▶ [WHAT YOU SHOULD DO] With the images removed, write out every line below exactly.

Stored records
※

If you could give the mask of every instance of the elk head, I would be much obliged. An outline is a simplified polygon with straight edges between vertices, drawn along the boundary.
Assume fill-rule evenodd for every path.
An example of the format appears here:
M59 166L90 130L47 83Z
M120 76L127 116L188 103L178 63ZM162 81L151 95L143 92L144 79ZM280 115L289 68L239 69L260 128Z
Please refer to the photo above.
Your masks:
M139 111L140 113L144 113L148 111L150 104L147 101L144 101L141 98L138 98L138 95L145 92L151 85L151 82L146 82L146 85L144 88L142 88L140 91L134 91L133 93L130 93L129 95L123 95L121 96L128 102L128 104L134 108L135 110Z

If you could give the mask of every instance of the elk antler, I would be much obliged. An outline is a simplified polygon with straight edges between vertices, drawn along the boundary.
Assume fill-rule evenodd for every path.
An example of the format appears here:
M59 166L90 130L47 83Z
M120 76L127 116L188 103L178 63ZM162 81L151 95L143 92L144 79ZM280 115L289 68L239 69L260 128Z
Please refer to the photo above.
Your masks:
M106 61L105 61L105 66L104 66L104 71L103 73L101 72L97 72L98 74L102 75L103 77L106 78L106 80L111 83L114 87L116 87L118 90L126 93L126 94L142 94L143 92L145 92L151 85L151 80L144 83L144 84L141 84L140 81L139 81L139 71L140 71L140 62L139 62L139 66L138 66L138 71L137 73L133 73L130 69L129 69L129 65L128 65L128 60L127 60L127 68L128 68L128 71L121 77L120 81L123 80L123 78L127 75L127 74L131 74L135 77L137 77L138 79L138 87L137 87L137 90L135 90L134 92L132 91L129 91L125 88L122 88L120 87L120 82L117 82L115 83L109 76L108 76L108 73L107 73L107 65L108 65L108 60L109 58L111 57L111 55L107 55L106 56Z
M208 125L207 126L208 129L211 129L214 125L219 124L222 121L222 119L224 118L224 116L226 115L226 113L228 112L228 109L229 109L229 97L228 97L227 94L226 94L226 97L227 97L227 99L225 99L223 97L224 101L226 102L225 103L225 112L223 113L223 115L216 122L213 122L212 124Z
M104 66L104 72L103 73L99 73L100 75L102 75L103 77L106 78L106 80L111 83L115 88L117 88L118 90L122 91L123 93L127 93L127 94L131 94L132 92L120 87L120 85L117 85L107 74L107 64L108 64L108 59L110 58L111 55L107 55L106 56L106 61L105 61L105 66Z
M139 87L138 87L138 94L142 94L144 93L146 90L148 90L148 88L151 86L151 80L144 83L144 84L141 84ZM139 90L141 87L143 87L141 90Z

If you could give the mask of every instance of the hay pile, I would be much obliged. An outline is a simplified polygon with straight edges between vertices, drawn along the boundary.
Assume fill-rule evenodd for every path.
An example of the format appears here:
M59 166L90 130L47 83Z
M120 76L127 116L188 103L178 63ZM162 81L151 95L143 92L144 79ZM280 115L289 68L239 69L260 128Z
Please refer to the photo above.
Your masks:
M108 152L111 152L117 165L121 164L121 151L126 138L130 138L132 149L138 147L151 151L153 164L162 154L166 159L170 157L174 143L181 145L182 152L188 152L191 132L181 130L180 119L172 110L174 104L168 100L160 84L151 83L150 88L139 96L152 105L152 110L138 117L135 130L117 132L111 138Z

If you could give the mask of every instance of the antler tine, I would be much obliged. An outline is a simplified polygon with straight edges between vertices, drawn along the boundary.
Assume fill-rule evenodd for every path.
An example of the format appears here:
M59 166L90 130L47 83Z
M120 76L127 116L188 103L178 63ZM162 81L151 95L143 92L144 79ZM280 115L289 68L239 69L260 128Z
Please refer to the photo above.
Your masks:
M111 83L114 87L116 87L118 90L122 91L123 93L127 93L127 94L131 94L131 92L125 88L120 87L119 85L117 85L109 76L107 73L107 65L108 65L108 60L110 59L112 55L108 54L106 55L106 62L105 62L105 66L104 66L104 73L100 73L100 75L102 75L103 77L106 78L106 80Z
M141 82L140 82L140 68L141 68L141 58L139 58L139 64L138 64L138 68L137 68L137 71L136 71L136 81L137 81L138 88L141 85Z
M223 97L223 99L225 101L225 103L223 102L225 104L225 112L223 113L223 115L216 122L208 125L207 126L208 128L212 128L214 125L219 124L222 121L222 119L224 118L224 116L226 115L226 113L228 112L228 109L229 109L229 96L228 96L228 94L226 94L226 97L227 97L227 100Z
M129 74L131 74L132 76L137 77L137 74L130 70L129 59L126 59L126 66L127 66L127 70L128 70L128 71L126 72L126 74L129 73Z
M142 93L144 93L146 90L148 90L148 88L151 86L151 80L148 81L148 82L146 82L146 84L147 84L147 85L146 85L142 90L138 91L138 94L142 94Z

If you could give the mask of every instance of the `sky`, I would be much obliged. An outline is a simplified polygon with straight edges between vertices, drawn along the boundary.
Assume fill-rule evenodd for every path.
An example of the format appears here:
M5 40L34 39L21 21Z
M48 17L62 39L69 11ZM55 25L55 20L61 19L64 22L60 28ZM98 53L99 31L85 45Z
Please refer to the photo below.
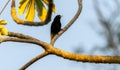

※

▶ [ANSWER AREA]
If you could give the mask of every instance of the elk head, I would be much obliged. An outline is a simplified polygon with straight edges between vertices, drawn along the boundary.
Assume fill-rule evenodd for every path.
An example of the format appears here:
M59 166L90 130L47 83Z
M120 76L127 116L188 103L178 63ZM162 81L151 95L143 92L144 79ZM280 115L289 68L239 69L260 128Z
Please refer to the photo above.
Your masks:
M139 111L140 113L144 113L148 111L150 104L147 101L144 101L141 98L138 98L138 95L145 92L151 85L151 82L146 82L146 85L144 88L142 88L140 91L134 91L133 93L130 93L129 95L123 95L121 96L128 102L128 104L134 108L135 110Z

If you could give the mask of every instance of the elk antler, I would be much obliged. An outline is a simplified polygon with straight edges between vertices, drawn along the boundary.
Assume fill-rule evenodd for every path.
An example of the format appears here:
M59 166L90 130L47 83Z
M120 76L127 116L188 103L178 63ZM162 81L151 95L143 92L144 79ZM280 115L289 68L239 69L260 128Z
Please refer to the photo above.
Your masks:
M106 61L105 61L105 66L104 66L104 71L103 73L101 72L97 72L98 74L102 75L103 77L106 78L106 80L111 83L114 87L116 87L118 90L126 93L126 94L142 94L143 92L145 92L151 85L151 80L144 83L144 84L141 84L140 81L139 81L139 71L140 71L140 62L139 62L139 66L138 66L138 71L137 73L133 73L130 69L129 69L129 65L128 65L128 60L127 60L127 68L128 68L128 71L121 77L120 81L123 80L123 78L127 75L127 74L131 74L135 77L137 77L138 79L138 87L137 87L137 90L135 90L134 92L132 91L129 91L125 88L122 88L120 87L120 82L117 82L115 83L109 76L108 76L108 73L107 73L107 65L108 65L108 60L109 58L111 57L111 55L107 55L106 56Z
M208 125L207 126L208 129L211 129L214 125L219 124L222 121L222 119L224 118L224 116L226 115L226 113L228 112L228 109L229 109L229 97L228 97L227 94L226 94L226 97L227 97L227 99L225 99L223 97L224 101L226 102L225 103L225 112L223 113L223 115L216 122L213 122L212 124Z
M104 66L104 72L103 73L99 73L100 75L102 75L103 77L106 78L106 80L111 83L115 88L117 88L118 90L122 91L123 93L127 93L127 94L131 94L132 92L120 87L120 85L117 85L107 74L107 64L108 64L108 59L110 58L111 55L107 55L106 56L106 61L105 61L105 66Z
M139 87L138 87L138 94L142 94L144 93L146 90L148 90L148 88L151 86L151 80L144 83L144 84L141 84ZM139 90L141 87L143 87L141 90Z

If you could give the mask of every instance of the hay pile, I would be much obliged. An outline is a simplified polygon with straight edges between vertices, drawn along the boundary.
Assume fill-rule evenodd for every path.
An example of the format appears here:
M59 166L90 130L47 83Z
M120 76L127 116L188 103L178 63ZM162 81L151 95L143 92L144 79ZM280 115L289 68L239 69L260 128Z
Please refer to the photo above.
Your masks:
M108 152L111 152L117 165L121 164L121 151L126 138L130 138L132 149L138 147L151 151L153 164L162 154L166 159L170 157L174 143L181 145L182 152L188 152L191 132L181 130L180 119L172 110L174 104L168 100L160 84L151 83L150 88L139 96L152 105L152 110L138 117L135 130L117 132L111 138Z

If you could give the mask of every instance of the antler tine, I would be much obliged. An outline is a simplified polygon with straight edges between vertices, drawn along the boundary.
Assume fill-rule evenodd for every path.
An example of the format appears here:
M59 166L90 130L47 83Z
M120 76L127 116L188 103L178 63ZM162 81L151 95L143 92L144 79ZM280 115L289 68L239 69L260 128Z
Please refer to the photo above.
Your masks:
M111 83L114 87L116 87L118 90L122 91L123 93L127 93L127 94L131 94L131 92L125 88L120 87L119 85L117 85L109 76L107 73L107 65L108 65L108 60L110 59L112 55L108 54L106 55L106 62L105 62L105 66L104 66L104 73L100 73L100 75L102 75L103 77L106 78L106 80Z
M141 82L140 82L140 68L141 68L141 58L139 58L139 64L138 64L138 68L137 68L137 71L136 71L136 81L137 81L138 88L141 85Z
M223 97L223 99L225 101L225 103L223 102L225 104L225 112L223 113L223 115L216 122L208 125L207 126L208 128L212 128L214 125L219 124L222 121L222 119L224 118L224 116L226 115L226 113L228 112L228 109L229 109L229 96L228 96L228 94L226 94L226 97L227 97L227 100Z
M129 74L131 74L132 76L137 77L137 74L130 70L129 59L126 59L126 66L127 66L127 70L128 70L128 71L126 72L126 74L129 73Z
M142 93L144 93L146 90L148 90L148 88L151 86L151 80L148 81L148 82L146 82L146 84L147 84L147 85L146 85L142 90L138 91L138 94L142 94Z

If you could give the mask of every instance of the `sky`, I would be much obliged. An outline is a simplified polygon with straight edges between vertices, drawn along the boundary.
Assume fill-rule evenodd for every path.
An example of the format appears here:
M5 40L34 39L21 21Z
M48 17L62 39L69 11ZM55 25L55 20L61 19L64 22L60 28ZM98 53L99 31L85 45Z
Please refer to the photo below.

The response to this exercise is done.